**Description of the task**
In the bibliography on Ruth Prawer Jhabvala, who published Laurie Sucher's study, and in what year?

**Extracted text**
The Householder, 1963; Heat and Dust, 1983.

Critical Studies:

The Fiction of Ruth Prawer Jhabvala by H.M. Williams, Calcutta, Writer's Workshop, 1973; "A Jewish Passage to India" by Renee Winegarten, in Midstream (New York), March 1974; Ruth Prawer Jhabvala by Vasant A. Shahane, New Delhi, Arnold-Heinemann, 1976; Silence, Exile and Cunning: The Fiction of Ruth Prawer Jhabvala by Yasmine Gooneratne, New Delhi, Orient Longman, and London, Sangam, 1983; Cross-Cultural Interaction in Indian English Fiction: An Analysis of the Novels of Ruth Prawer Jhabvala and Kamala Markandaya by Ramesh Chadha, New Delhi, National Book Organisation, 1988; The Fiction of Ruth Prawer Jhabvala by Laurie Sucher, London, Macmillan, 1989; The Novels of Kamala Markandaya and Ruth Prawer Jhabvala by Rekha Jha, New Delhi, Prestige, 1990; Passages to Ruth Prawer Jhabvala edited by Ralph J. Crane, New Delhi, Sterling, 1991, and Ruth Prawer Jhabvala by Crane, New York, Twayne, 1992; Ruth Prawer Jhabvala in India: The Jewish Connection by Ronald Shepherd, Delhi, Chanakya Publications, 1994; The Challenge of Cross-Cultural Interpretation in the Anglo-Indian Novel: The Raj Revisted, a Comparative Study of Three Booker Prize Authors: Paul Scott, the Raj Quartet, J.G. Farrell, the Siege of Krishnapur, Ruth Prawer Jhabvala, Heat and Dust by Gerwin Strobl, Lewiston, New York, E. Mellen Press, 1995; Ruth Prawer Jhabvala: A Study in Empathy and Exile by Aruna Chakravarti, Delhi, B.R. Publishing, 1998.

**Excerpted data**
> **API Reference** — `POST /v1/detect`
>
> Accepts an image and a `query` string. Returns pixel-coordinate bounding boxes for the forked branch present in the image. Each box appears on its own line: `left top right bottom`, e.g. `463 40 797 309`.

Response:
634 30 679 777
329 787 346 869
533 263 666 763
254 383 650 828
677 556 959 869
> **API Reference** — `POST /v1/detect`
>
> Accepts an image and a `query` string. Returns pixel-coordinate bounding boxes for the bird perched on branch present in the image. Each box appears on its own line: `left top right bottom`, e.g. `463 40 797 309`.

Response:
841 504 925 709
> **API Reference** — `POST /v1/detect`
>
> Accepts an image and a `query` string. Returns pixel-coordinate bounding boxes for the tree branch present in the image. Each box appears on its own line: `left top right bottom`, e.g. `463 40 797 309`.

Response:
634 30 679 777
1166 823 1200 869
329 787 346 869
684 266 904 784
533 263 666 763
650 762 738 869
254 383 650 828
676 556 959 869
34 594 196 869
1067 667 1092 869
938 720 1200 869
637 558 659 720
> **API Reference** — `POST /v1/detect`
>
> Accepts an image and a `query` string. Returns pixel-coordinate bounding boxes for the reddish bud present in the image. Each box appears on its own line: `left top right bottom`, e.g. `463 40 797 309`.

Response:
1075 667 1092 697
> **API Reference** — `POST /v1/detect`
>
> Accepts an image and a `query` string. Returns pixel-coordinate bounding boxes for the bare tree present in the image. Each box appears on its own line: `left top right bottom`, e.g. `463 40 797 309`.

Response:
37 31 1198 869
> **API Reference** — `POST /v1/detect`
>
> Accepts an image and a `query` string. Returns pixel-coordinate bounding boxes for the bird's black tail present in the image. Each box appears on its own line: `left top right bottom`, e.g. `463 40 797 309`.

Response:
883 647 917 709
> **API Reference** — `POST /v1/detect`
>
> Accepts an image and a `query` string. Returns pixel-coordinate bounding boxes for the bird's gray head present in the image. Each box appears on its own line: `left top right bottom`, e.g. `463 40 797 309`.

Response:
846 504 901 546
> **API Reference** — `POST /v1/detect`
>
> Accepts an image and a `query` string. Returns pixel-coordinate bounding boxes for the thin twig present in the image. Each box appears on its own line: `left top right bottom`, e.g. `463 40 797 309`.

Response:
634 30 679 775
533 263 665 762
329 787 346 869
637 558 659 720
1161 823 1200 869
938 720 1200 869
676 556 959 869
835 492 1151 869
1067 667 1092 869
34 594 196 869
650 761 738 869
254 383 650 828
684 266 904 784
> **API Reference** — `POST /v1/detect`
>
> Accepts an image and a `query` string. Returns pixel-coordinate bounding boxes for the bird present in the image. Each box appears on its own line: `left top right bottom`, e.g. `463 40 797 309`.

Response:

**Answer to the exercise**
Macmillan, London, in 1989.